### Passage:

In this class, each agent stores its own Q-value and an object that provides a source for the Q-values of other agents. This allows the storage of Q-values to vary so that an agent can store the Q-values forall other agents, or the map can provide access to the Q-values stored by other MultiAgentQLearning agents in the world so that only one copy of each agent's Q-value is ever stored. In the case of the latter, all agents should be implementing the same solution concept learning algorithm. Otherwise, each agent should maintain their own set of Q-values.
After an agent observes an outcome, it determines the change in Q-value. However, the agent will not actually update its Q-value to the new value until it is asked for its next action (getAction(State)) or until the gameTerminated() message is sent. Q-value updates are delayed in this way because if Q-values for each agent are shared and distributed among the agents, this ensures that the Q-values are all updated after the next Q-value has been determined for each agent.
In general the learning policy followed by this agent should reflect the needs of the solution concept being learned. For instance, CoCo-Q should use some variant of a maximum wellfare joint policy.
The learning policy and its underlining joint policy will automatically be told that this agent is its target agent, the agent definitions in the world, and that this agent is the Q-source provider of the joint policy MAQSourcePolicy. If the set joint policy is not an instance of MAQSourcePolicy, then an exception will be thrown.

### Information given:

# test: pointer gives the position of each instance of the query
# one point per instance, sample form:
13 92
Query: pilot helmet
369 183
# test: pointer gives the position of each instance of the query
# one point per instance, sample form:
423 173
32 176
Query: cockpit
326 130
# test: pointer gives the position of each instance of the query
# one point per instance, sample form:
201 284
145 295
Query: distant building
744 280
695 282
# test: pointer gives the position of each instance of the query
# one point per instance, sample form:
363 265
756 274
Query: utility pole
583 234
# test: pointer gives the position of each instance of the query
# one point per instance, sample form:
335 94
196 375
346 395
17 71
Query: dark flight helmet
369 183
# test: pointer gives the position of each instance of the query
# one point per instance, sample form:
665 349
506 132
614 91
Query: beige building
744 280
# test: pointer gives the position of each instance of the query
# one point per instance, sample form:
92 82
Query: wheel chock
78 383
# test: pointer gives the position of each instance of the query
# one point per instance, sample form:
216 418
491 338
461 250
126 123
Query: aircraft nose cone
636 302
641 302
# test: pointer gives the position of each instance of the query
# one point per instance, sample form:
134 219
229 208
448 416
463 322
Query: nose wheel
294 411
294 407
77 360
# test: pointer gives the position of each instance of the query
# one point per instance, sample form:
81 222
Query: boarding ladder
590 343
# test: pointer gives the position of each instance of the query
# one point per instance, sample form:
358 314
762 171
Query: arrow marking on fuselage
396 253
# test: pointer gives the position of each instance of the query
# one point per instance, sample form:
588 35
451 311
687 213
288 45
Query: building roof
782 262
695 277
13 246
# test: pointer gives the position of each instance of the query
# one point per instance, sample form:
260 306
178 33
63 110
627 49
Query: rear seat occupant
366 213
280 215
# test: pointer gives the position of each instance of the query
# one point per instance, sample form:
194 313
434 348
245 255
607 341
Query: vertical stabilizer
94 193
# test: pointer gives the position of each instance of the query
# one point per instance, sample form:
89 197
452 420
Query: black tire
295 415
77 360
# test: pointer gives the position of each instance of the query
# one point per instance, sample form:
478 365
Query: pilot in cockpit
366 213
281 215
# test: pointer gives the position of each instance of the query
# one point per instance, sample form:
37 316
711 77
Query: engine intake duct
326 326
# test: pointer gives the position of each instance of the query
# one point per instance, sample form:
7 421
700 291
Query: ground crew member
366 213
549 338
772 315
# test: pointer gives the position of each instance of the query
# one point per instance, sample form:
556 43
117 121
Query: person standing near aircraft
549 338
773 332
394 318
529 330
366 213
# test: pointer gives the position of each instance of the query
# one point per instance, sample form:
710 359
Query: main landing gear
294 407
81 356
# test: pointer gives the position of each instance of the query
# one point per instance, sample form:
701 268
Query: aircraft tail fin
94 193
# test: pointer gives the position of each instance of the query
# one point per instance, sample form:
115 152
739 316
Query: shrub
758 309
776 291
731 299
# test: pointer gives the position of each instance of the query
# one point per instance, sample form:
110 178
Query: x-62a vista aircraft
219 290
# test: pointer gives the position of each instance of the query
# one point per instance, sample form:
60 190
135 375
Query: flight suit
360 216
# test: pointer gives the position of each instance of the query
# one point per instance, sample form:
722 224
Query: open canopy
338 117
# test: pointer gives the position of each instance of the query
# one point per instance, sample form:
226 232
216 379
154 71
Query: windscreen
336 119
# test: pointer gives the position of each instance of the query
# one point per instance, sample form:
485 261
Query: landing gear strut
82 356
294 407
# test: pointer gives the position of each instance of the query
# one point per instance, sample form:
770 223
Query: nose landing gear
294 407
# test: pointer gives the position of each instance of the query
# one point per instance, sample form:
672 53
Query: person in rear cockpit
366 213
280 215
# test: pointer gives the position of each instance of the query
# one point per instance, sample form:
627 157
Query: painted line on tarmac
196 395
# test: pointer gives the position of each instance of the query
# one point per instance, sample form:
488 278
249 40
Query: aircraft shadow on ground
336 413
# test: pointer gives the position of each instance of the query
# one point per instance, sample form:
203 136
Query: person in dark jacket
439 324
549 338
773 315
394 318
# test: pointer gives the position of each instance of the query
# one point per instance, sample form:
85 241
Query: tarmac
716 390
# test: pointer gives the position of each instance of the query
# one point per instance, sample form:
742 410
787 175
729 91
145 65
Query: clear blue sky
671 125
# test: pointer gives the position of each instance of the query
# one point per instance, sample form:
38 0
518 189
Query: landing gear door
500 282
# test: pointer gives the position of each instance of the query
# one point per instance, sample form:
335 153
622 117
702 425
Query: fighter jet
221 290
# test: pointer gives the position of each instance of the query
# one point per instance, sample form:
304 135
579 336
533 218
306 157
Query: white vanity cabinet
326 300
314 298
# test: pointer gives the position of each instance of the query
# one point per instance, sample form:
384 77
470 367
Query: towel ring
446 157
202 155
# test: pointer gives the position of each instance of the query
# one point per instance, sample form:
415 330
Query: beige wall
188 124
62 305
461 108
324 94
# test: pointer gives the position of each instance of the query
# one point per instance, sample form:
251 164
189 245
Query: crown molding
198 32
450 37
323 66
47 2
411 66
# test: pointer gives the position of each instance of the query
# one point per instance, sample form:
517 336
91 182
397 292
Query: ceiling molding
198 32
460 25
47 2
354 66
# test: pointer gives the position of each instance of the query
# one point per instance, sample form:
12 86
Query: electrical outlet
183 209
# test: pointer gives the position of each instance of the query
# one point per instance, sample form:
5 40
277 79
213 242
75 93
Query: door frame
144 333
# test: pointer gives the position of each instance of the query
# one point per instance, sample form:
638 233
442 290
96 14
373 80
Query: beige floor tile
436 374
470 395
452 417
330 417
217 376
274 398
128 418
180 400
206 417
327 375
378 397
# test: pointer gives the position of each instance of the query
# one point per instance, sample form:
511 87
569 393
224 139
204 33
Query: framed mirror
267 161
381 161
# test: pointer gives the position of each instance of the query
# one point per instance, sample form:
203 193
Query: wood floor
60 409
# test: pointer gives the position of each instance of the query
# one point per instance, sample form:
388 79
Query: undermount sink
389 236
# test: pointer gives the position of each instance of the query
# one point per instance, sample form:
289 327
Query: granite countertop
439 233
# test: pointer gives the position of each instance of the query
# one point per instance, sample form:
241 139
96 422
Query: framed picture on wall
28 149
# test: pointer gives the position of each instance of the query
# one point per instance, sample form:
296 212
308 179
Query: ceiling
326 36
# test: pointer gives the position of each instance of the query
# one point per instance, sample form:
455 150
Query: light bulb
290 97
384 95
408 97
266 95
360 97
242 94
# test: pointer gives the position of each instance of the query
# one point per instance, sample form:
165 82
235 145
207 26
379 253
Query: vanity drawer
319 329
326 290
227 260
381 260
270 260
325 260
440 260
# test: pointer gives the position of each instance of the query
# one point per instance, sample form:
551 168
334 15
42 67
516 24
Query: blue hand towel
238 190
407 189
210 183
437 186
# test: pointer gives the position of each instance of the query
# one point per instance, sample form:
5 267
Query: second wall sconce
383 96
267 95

### Given request:
Retype the part of the multi-agent Q-learning passage between "After an agent" and "for each agent.", inclusive.

### Reply:
After an agent observes an outcome, it determines the change in Q-value. However, the agent will not actually update its Q-value to the new value until it is asked for its next action (getAction(State)) or until the gameTerminated() message is sent. Q-value updates are delayed in this way because if Q-values for each agent are shared and distributed among the agents, this ensures that the Q-values are all updated after the next Q-value has been determined for each agent.